I’m overwhelmed every minute of every day. If I walk, I am overwhelmed by contact with the earth and the air. If I stare out a window, I am overwhelmed by the complexity and beauty of the world. If I lay down and close my eyes, I’m overwhelmed by the burden of simply existing, by the passage of time and the perplexing nature of humanity. The only time I’m at ease is when I dream.

This has always been my blessing and my curse: to see the world unfiltered by language or thought. My brain is always struggling to process a virtually infinite flood of information, even when nothing in particular is happening. Of course, the world will not allow me to exist in a neutral state for long.

If I put on clothes, I am disturbed by the sensation of the fabric. If I try to speak, I am struck dumb by the power of language, and paradoxically, by the absolute impossibility of true communication. If another person looks at me, I am paralyzed by uncertainty. What do they see? Who do they think I am?

I’ve survived this long by assembling a set of coping mechanisms into a functional persona. This is called masking. The mask hides my extreme sensitivity. The mask feels no pain, betrays no weakness. It turns incoming threats into mere ideas and then deflects them with jokes and irony.

Masking became easier when I went through puberty, because my emotions were muted on a chemical level. I got fairly adept at pretending to be a functioning adult. I was hollow inside, unfulfilled and suicidal, but I could contain those anxieties and keep moving, thanks to the mask.

Eventually, I learned what it really meant to be autistic and transgender, thanks to western science finally going back and fact-checking the fucking Nazis. For the first time, I had words to describe what I was going through, and guidance to help me fix my fractured psyche. Medical science was advocating for me, and some politicians were, too. It was easily the greatest miracle I have seen in my forty-four years on this planet.

Needless to say, we can’t have nice things.

Have you ever wondered what would happen if the president declared, without warning, that all people like you are fired from their jobs? He did that, remember, to trans people in the military, and before you say well, that’s the military, keep in mind he wasn’t supposed to be able to do that either.

I’ve thought about it. My coworkers would be shocked. My supervisors would object. But at some point, they would be powerless to stop it. At some point they would either join me in the firing line or reluctantly let me go.

• • • • • • •

Check your understanding —
1. Reproduce the part of the essay on autism and masking that begins at the words "Masking became easier" and ends after the words "on this planet.".
2. In the essay on autism and masking, what is the name for assembling coping mechanisms into a functional persona?
3. Write the next part of the essay on autism and masking, starting after its final sentence.
None of this material is needed for the work on the essay.

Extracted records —

• • • • • • •

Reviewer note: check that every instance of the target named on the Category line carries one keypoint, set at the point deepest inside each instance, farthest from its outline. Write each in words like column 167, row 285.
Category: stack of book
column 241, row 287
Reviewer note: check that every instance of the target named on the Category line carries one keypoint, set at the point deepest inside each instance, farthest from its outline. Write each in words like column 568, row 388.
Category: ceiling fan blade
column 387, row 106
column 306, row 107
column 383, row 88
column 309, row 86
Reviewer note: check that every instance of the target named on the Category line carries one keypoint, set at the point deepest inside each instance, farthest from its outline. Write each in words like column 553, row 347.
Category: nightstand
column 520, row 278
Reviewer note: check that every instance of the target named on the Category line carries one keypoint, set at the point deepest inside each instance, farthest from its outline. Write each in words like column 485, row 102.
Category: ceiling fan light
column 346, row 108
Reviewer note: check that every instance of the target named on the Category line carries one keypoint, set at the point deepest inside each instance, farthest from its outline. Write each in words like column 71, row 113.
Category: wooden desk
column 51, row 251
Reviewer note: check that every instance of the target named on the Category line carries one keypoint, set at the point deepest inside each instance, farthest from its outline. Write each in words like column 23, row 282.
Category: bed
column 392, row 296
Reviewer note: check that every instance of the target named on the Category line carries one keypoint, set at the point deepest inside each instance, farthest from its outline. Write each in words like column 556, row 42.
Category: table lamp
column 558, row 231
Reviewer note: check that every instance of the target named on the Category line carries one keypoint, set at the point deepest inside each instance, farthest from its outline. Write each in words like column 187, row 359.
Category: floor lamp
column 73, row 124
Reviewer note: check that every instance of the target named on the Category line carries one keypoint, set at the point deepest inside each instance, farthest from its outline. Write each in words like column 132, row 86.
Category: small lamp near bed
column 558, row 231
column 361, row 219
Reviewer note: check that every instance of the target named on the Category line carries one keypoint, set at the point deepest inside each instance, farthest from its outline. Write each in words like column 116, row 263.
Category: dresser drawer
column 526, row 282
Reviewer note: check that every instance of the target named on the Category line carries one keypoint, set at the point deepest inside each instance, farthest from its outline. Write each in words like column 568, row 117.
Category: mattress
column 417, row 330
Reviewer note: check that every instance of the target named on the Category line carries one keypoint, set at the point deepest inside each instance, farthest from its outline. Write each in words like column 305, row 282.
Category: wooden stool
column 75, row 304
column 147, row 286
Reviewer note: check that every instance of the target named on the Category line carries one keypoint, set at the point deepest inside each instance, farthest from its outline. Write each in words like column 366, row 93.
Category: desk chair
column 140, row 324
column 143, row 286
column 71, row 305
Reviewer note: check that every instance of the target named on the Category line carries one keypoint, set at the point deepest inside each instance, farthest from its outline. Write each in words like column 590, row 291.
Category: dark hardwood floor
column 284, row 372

• • • • • • •

Answers by item number —
1.
Masking became easier when I went through puberty, because my emotions were muted on a chemical level. I got fairly adept at pretending to be a functioning adult. I was hollow inside, unfulfilled and suicidal, but I could contain those anxieties and keep moving, thanks to the mask.

Eventually, I learned what it really meant to be autistic and transgender, thanks to western science finally going back and fact-checking the fucking Nazis. For the first time, I had words to describe what I was going through, and guidance to help me fix my fractured psyche. Medical science was advocating for me, and some politicians were, too. It was easily the greatest miracle I have seen in my forty-four years on this planet.

2. Masking.

3.
Have you ever wondered what would happen if the governor of your state declared that people like you are no longer eligible for medication and health care? This happened recently in Florida. I’ve thought about it. I’m not sure what exactly would happen. I have enough money saved up, for the time being, that I could probably go gray market and not suffer too badly. But if my savings dried up and I had to quit taking estradiol, my mental health would rapidly deteriorate. Eventually I would probably suffer from hormone deficiency and get brittle bones but I figure I would break down and either kill myself, starve, or be hospitalized long before that.

So in the midst of all this horror I reach out to people like me. I forge bonds with them. I care for them and they care for me, and we each grow stronger, more secure. I’m learning how to feel emotions deeply again, like I did as a child. I’m learning how to take off the mask. I’m learning how to be in love.

There’s just one problem. Love makes the danger infinitely more terrifying. I am devastated by caring this much. I am afraid my heart will tear itself apart from the trembling. I don’t know if I will survive loving someone in a world like this.

I keep all this to myself. What’s the point in trying to explain? Few will understand, even fewer will care, and none will have the power to stop it. Inevitably, this makes me bitter. I feel like a hypocrite. I feel like I’m being paid to be a hypocrite by other hypocrites. But I can’t stop, can I? To stop would be to give up and let the bastards win.

It’s hard to think straight. It’s hard to sit still for eight minutes let alone eight hours. It’s hard to pretend I care about anything besides the safety of the people I love. This is how it feels to go on working in the shadow of genocide. You realize that all stability, loyalty, safety, and humanity will evaporate in an instant if someone in power decides to get rid of you. All your effort and good behavior is worth as much as a one hundred dollar bill printed on toilet paper.